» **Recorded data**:
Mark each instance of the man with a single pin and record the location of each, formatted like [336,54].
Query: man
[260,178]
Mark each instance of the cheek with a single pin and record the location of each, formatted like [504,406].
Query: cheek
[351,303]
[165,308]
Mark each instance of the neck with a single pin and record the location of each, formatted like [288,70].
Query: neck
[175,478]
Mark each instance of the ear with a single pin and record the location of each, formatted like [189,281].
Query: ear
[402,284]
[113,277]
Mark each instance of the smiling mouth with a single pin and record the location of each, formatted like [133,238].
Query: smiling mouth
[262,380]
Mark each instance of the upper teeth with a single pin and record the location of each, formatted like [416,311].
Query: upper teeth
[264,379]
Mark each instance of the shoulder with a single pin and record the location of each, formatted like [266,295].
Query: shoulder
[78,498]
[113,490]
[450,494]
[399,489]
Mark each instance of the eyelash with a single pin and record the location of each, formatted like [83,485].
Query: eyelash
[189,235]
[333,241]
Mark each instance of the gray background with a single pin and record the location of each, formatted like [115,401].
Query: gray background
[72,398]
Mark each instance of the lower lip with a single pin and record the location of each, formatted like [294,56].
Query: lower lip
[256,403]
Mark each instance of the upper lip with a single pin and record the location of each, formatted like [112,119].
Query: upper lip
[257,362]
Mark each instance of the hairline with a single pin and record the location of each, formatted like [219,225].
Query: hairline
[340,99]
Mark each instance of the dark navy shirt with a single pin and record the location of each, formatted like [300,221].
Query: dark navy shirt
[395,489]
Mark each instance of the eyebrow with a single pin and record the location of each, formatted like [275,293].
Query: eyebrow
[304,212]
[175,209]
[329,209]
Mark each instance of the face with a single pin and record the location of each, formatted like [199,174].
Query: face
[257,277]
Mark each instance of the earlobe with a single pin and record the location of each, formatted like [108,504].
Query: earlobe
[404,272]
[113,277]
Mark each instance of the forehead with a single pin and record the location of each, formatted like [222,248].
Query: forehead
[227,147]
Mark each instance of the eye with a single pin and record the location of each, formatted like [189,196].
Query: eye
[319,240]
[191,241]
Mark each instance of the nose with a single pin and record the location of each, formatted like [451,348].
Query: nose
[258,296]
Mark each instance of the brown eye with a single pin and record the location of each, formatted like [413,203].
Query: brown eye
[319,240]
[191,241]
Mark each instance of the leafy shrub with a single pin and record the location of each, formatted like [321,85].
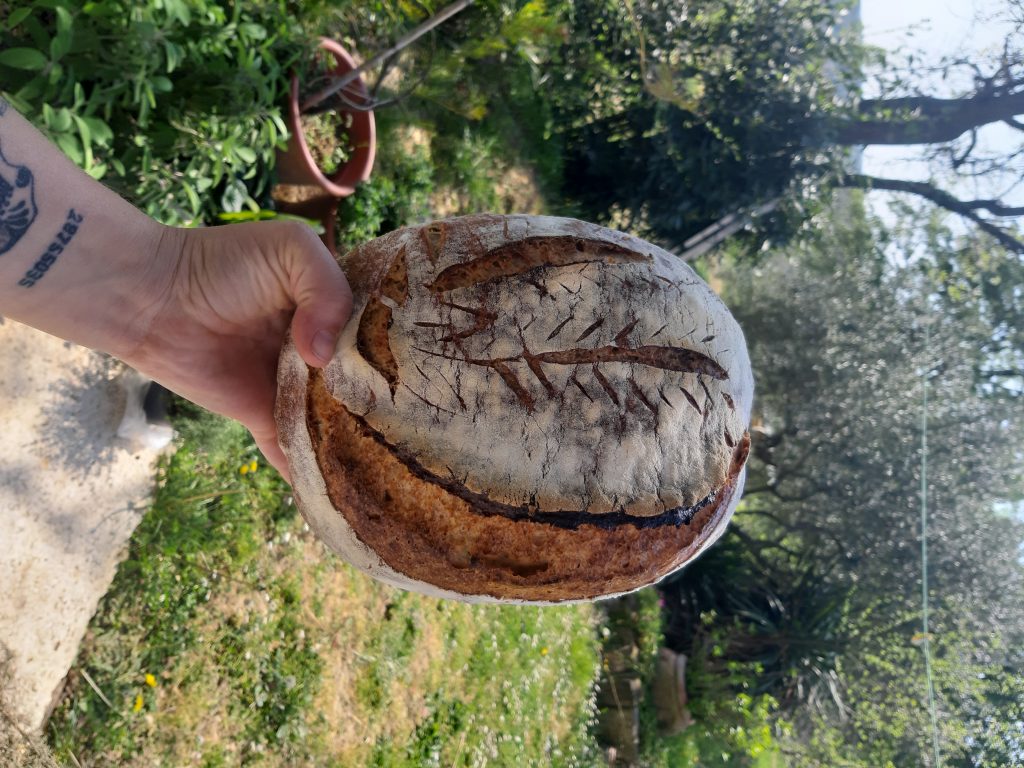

» **STATED GOAL**: Please copy out all the records again, swapping every "single pin" for "single dot" and keeping everything else the same. Leave the pictures out.

» **WRITTEN SOLUTION**:
Mark each instance of the man with a single dot and record the location of each, formatted like [336,54].
Query: man
[260,178]
Mark each instance of the cheek with a single dot and record the location of each, formatted like [504,406].
Query: cheek
[351,303]
[165,308]
Mark each instance of the neck with a single dot and record the location of each, formatted like [288,70].
Query: neck
[175,478]
Mark each instance of the ear with a single dot and record the location of each, formatted like [189,281].
Query: ear
[402,284]
[113,277]
Mark each instance of the smiling mouth with a single dot and record the location of each, formatted like [133,238].
Query: smiling mouth
[262,380]
Mark each instance of the upper teeth with a single dot and record the location of each, formatted like [416,311].
Query: upper teeth
[264,379]
Mark each instance of the shoulder with a single dot and record the location of each, formatted like [266,295].
Query: shoulder
[78,498]
[113,490]
[450,494]
[399,489]
Mark each instance of the eyelash with a single dot and record the location of each, formatted like [83,485].
Query: eyelash
[189,235]
[333,241]
Mark each instance of the gray background with a single dot and record the location of each, formatted like [115,401].
Query: gray background
[72,398]
Mark each instance of the lower lip with a single dot and record the location of each, formatted like [294,56].
Query: lower lip
[256,403]
Mark each instance of the upper lip with a single dot and record the location of each, formatted like [112,119].
Query: upper lip
[257,362]
Mark each instance of the hairline with a single dot and record the location of each, formatted like [219,225].
Query: hairline
[340,99]
Mark each instance of the dark navy shirt with a single dot and record the location of each, formatted like [300,221].
Query: dark navy shirt
[395,489]
Mark each instance of the eyebrow with a single dot and record the location of each, formatted like [275,293].
Query: eyebrow
[304,212]
[175,209]
[329,209]
Mark each instance of the face with a single dot and record the location of each, formatted like [199,174].
Query: face
[257,277]
Mark each instance of the earlobe with a single dot and record the location of each, formatted like [108,504].
Query: earlobe
[404,272]
[113,277]
Mark each instance of the forehead with a single dot and record the location of each, formatted like [222,248].
Query: forehead
[227,147]
Mark each instance of the eye with a single dot and record the location of each, formatted like [189,196].
Query: eye
[319,240]
[191,241]
Mark each instance of the nose with a single dot and record the location of each, formatted like [451,348].
Query: nose
[258,296]
Mark each instance of the brown eye with a single dot and record the location of each, formatted like [413,203].
Query: brown eye
[319,240]
[191,241]
Mark each instance of the leafy shrub with a single dot and record the location of each, formatted like [321,85].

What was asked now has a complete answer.